— SOURCE EXCERPT —
* * * * *

High-performance Rust UDFs for Earth Observation processing
Project description
eo-processor
High-performance Rust UDFs for Earth Observation (EO) processing with Python bindings. Provides fast spectral indices, temporal statistics, and (internally) spatial distance utilities.
Overview
eo-processor accelerates common Earth Observation and geospatial computations using Rust + PyO3, exposing a Python API compatible with NumPy, XArray, and Dask. Rust execution bypasses Python's Global Interpreter Lock (GIL), enabling true parallelism in multi-core environments and large-array workflows.
Primary focus areas:
- Spectral indices (NDVI, NDWI, EVI, generic normalized differences)
- Temporal compositing/statistics (median, mean, standard deviation)
- Spatial utilities (distance computations — currently available via internal module)
Key Features
- Rust-accelerated numerical kernels (safe, no
unsafecode) - Automatic dimensional dispatch (1D vs 2D for spectral indices)
- Temporal statistics across a leading “time” axis for 1D–4D arrays
- Optional skipping of NaN values (
skip_na=True) - Ready for XArray / Dask parallelized workflows
- Type hints and stubs for IDE assistance
- Deterministic, GIL-efficient performance
Installation
Using pip (PyPI)

* * * * *

— SUPPLIED MATERIAL —
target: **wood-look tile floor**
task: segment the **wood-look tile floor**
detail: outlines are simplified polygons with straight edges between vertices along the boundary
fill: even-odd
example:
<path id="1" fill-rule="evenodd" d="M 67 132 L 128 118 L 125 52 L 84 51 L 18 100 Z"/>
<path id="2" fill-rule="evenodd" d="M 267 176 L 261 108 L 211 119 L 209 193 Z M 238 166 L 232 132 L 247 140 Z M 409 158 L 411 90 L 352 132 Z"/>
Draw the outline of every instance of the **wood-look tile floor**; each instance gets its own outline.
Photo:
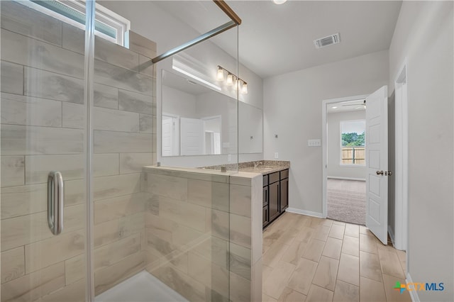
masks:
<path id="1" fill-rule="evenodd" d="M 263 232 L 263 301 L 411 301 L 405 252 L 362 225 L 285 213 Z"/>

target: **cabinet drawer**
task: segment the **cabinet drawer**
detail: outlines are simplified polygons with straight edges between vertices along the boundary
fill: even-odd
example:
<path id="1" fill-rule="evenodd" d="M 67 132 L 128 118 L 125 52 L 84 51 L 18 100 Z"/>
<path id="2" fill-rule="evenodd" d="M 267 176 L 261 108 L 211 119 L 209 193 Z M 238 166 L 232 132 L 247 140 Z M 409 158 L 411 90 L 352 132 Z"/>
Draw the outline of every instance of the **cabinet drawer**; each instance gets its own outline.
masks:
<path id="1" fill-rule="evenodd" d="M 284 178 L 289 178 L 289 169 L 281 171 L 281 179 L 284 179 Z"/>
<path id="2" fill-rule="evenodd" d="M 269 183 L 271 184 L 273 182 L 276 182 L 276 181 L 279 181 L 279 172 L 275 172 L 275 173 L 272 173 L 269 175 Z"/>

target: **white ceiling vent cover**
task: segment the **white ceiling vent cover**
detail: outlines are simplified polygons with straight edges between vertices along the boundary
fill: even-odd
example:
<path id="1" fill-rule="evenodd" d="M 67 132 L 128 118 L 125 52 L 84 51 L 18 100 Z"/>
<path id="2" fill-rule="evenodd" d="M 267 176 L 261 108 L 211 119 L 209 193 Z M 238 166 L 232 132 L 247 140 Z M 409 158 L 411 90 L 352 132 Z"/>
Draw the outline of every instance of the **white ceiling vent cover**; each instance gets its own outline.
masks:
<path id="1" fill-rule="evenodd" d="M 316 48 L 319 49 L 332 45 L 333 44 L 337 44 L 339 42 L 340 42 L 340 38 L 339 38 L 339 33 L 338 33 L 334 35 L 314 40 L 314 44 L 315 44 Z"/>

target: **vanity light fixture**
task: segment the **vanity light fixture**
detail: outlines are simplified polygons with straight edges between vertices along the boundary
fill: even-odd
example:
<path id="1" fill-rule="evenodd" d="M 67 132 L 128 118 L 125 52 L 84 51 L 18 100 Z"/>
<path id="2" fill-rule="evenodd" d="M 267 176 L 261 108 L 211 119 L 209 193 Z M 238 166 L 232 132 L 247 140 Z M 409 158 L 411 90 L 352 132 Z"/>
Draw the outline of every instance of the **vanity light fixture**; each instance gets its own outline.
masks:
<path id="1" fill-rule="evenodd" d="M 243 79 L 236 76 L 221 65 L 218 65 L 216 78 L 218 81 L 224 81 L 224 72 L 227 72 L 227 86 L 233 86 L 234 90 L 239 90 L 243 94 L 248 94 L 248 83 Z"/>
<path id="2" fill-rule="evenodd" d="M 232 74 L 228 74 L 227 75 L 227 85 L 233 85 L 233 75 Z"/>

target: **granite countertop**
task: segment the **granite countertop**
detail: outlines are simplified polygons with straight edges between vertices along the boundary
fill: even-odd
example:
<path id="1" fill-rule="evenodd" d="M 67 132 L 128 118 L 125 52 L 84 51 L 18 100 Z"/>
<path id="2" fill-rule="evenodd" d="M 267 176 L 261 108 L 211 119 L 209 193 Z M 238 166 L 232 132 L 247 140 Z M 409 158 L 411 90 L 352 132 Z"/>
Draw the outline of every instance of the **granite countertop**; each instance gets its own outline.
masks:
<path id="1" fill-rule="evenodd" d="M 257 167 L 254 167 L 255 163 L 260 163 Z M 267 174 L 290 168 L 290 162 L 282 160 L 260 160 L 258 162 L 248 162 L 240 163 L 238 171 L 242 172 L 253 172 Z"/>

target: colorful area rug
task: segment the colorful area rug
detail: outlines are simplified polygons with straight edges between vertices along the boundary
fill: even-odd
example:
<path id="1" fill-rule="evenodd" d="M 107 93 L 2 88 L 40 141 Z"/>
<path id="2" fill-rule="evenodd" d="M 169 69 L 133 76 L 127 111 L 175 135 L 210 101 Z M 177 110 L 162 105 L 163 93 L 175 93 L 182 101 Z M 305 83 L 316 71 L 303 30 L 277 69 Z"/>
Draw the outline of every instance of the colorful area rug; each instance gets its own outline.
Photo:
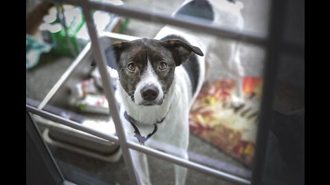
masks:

* * * * *

— REQUIREMENTS —
Rewrite the part of the eo-processor description starting with "High-performance Rust UDFs for Earth Observation processing" and going on through "generic normalized differences)", changing "multi-core" to "many-core". Rely solely on the eo-processor description; the items play no part.

— PROBLEM SOLUTION —
High-performance Rust UDFs for Earth Observation processing
Project description
eo-processor
High-performance Rust UDFs for Earth Observation (EO) processing with Python bindings. Provides fast spectral indices, temporal statistics, and (internally) spatial distance utilities.
Overview
eo-processor accelerates common Earth Observation and geospatial computations using Rust + PyO3, exposing a Python API compatible with NumPy, XArray, and Dask. Rust execution bypasses Python's Global Interpreter Lock (GIL), enabling true parallelism in many-core environments and large-array workflows.
Primary focus areas:
- Spectral indices (NDVI, NDWI, EVI, generic normalized differences)